Obama : Beyond the Culture Wars

Will Obama Take Us Beyond the Culture Wars?  It has been some years since Graff argued in Beyond the Culture Wars for academia's taking the time to emphasize the culture wars in an effort to get beyond them.  Now it is 2009,  enter Barack Obama:  Bipartisan in his ideology,  of the thirteenth generation , he would appear to be the ideal politician to heal the divisions which have fractured our culture.
Thus far,  Obama has seemed to be annoying and pleasing,  by turns.  both the right and the lefr.  What strikes me chiefly is his coolness,  his refined calm in the face of the eruptions of hysteria which come on the heels of some appointee which has ruffled the left,  or made the right recoil.  I would assume that the supremacy of the left bias  -  the alleged one,  that is -  and the angry backlashing coming from the right will abate as the economic and global issues dominate,  under this new leader,  moving like a charmed and regal figure against a 
Bush-whacked landscape.  Certainly,  the '90s era has ended at last ( I beleive a study of decades found that the 50s ended in '64;  the 60s in '74,  and so forth.  We have been tarrying a long time in the '90s,  as though fearful of a return to concensus).

GIVEN DATA:
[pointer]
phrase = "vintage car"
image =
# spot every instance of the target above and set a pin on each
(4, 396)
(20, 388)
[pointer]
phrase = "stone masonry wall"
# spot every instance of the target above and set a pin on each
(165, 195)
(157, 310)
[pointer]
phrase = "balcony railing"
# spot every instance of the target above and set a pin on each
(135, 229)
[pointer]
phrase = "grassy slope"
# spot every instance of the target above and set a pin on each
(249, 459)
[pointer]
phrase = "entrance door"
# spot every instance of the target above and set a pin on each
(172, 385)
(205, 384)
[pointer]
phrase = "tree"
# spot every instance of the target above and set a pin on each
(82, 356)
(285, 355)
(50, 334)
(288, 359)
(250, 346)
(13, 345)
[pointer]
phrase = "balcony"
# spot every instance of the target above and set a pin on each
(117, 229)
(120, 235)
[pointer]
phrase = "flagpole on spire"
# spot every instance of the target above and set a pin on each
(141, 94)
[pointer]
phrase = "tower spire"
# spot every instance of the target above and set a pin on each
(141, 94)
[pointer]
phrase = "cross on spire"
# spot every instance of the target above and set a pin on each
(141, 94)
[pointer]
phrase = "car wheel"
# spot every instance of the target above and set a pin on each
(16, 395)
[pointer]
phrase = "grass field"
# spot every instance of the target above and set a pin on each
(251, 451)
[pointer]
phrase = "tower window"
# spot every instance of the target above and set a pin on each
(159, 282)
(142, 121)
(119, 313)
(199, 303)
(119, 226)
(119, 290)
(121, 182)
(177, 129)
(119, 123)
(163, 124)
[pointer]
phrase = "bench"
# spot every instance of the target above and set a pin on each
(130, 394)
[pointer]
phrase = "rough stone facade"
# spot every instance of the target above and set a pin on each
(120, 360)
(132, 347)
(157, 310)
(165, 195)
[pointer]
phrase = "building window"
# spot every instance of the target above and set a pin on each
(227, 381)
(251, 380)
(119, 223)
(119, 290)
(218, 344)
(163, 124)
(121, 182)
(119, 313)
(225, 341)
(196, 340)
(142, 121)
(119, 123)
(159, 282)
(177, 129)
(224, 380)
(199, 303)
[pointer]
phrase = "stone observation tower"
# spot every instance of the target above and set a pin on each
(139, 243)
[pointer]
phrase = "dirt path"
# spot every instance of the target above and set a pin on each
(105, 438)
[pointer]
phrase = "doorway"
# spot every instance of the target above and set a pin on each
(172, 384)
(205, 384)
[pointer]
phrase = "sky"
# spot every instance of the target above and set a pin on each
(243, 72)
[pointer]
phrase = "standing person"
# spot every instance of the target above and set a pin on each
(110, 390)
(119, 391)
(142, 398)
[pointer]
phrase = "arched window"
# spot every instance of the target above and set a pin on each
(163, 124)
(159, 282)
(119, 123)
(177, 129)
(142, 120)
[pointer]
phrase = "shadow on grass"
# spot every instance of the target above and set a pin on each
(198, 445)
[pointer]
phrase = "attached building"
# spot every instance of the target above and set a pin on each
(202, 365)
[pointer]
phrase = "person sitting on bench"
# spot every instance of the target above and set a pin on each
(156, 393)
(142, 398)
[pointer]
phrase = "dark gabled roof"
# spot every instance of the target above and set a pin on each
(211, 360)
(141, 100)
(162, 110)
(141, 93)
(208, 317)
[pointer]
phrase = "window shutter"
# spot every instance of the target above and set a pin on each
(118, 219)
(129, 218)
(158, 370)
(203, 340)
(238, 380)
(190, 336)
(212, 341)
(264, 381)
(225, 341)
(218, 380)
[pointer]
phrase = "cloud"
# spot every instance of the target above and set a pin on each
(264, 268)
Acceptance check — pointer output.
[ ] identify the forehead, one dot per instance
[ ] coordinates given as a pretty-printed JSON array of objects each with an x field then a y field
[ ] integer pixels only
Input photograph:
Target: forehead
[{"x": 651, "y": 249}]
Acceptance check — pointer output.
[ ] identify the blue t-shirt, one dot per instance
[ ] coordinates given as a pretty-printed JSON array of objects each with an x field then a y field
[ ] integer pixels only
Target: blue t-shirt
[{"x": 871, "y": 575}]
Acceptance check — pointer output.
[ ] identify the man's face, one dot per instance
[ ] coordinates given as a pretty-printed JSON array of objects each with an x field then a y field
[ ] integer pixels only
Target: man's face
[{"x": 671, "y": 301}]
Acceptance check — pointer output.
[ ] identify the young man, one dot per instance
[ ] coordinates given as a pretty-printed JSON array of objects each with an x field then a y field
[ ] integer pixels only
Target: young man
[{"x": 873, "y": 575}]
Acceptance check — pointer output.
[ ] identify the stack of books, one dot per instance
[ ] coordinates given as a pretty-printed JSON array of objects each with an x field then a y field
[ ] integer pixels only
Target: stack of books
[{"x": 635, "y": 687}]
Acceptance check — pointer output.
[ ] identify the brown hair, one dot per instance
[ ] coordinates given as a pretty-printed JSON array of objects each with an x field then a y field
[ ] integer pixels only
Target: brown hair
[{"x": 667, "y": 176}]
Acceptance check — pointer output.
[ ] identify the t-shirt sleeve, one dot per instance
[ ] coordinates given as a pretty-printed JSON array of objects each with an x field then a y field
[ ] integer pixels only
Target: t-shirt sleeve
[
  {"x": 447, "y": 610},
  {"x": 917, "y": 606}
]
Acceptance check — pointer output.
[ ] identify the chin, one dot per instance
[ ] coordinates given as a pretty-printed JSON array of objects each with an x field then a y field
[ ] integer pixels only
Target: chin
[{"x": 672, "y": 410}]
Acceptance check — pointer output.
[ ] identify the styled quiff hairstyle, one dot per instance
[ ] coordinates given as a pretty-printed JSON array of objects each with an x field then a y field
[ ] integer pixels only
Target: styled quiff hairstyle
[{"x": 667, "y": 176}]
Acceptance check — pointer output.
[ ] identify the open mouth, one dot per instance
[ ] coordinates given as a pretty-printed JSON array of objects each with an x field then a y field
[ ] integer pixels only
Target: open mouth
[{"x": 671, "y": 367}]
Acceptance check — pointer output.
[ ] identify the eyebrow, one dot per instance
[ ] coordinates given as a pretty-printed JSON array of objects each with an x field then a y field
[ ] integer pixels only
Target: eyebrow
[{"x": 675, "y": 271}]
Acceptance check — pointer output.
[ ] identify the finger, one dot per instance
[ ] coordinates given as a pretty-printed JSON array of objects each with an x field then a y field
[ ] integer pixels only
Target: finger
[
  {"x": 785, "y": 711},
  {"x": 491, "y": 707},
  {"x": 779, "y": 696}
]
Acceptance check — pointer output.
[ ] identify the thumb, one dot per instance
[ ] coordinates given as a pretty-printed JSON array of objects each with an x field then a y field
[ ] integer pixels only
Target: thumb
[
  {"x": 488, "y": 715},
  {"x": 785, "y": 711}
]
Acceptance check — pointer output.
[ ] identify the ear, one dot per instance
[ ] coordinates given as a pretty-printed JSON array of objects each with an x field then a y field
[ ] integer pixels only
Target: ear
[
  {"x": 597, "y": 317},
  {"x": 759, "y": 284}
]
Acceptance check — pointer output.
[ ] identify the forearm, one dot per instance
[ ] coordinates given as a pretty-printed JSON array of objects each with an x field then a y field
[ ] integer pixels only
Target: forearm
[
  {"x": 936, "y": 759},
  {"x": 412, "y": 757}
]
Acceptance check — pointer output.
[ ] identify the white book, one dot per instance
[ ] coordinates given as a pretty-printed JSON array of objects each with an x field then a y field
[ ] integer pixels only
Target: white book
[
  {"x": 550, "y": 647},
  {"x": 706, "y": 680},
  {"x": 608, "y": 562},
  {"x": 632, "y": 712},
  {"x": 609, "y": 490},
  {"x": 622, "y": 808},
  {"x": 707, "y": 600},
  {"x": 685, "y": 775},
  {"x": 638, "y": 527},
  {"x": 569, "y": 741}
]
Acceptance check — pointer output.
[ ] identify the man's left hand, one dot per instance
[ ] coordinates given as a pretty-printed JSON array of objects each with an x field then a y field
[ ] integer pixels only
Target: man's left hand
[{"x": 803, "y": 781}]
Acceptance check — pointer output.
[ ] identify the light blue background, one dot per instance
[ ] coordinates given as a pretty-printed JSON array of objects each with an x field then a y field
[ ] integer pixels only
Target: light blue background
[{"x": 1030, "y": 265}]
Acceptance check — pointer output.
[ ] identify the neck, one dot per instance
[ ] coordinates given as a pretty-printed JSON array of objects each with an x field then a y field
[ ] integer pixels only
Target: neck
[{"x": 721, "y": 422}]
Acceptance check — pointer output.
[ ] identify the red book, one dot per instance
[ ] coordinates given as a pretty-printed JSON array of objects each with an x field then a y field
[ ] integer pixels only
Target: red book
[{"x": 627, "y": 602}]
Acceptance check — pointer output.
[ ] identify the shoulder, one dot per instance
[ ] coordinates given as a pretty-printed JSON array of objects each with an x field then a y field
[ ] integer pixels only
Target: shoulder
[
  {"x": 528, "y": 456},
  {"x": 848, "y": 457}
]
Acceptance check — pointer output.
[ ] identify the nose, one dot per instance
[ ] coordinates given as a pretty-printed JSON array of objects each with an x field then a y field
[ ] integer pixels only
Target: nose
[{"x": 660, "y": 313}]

TASKS AND EXERCISES:
**1.** In the piece on Obama and the culture wars, what is it about Obama that strikes the writer chiefly?
**2.** List every line of the rows that contains the string "chin", treating uppercase and lowercase as different.

TASK-BY-TASK SOLUTIONS:
**1.** His coolness, his refined calm in the face of eruptions of hysteria.

**2.**
[ ] identify the chin, one dot per instance
Target: chin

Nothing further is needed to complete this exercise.